[Your objective]: In the material below, find the line containing "for every instance of the plaster" and the line containing "for every instance of the carved rosette, set". Output those two lines and all lines between them exactly, without pictures.

[Dataset excerpts]:
= Beginning of Section =
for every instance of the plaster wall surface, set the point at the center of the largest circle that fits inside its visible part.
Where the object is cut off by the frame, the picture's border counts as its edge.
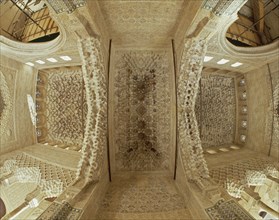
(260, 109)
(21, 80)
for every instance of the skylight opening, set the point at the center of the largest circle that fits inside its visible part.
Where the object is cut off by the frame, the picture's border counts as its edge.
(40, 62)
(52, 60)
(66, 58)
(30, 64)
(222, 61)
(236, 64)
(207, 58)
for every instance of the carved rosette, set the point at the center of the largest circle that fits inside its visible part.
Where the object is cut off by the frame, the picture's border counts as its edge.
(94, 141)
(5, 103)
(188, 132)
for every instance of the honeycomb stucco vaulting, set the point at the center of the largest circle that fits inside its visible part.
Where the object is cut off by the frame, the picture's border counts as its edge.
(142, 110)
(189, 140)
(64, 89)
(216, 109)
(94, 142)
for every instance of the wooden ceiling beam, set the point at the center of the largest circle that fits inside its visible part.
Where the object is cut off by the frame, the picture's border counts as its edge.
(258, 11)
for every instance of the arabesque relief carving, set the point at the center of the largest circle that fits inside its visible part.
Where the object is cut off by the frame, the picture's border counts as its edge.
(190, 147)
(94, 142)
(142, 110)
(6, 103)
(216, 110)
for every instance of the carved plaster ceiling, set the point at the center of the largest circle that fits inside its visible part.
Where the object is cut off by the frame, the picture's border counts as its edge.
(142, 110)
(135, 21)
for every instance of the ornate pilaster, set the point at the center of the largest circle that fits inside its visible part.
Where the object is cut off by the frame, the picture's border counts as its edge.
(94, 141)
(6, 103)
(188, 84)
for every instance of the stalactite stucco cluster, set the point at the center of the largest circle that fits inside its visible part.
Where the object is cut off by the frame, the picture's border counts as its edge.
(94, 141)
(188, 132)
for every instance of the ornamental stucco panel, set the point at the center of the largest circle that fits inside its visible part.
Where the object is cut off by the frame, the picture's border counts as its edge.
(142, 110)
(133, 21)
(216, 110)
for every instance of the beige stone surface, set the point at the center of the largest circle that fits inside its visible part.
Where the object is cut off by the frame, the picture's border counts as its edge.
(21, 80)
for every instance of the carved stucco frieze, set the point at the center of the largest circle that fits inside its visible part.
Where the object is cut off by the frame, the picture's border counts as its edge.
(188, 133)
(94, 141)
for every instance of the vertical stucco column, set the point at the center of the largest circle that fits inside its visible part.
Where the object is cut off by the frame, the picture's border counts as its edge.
= End of Section =
= Beginning of Section =
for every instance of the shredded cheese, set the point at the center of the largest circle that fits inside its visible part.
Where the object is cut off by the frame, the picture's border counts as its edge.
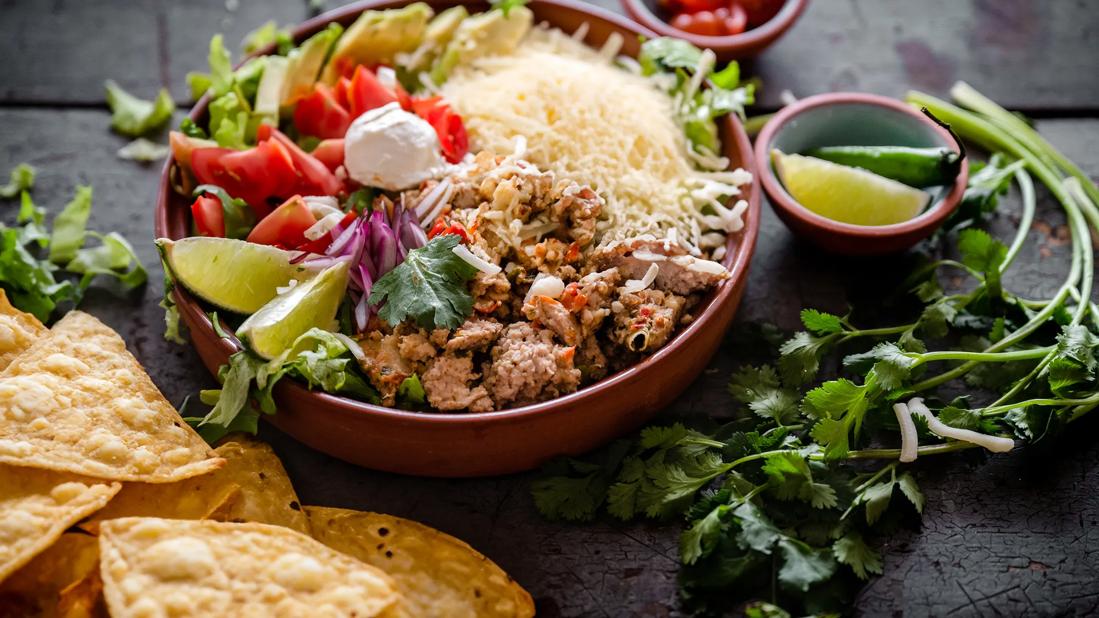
= End of Section =
[Response to this task]:
for every instance of the plaster wall surface, set the point at the center of the largest circle that fits inside its visible part.
Where the object is cut off by the frame, the picture's border counts as its edge.
(260, 109)
(21, 80)
for every instance of the skylight opening, set the point at the center of the largest circle that fits inside its visible part.
Where the object is cut off by the frame, the picture's border counts as its edge.
(40, 62)
(52, 60)
(66, 58)
(30, 64)
(222, 61)
(236, 64)
(207, 58)
for every instance of the carved rosette, set the point at the center of the largest circle that fits inside its visible part.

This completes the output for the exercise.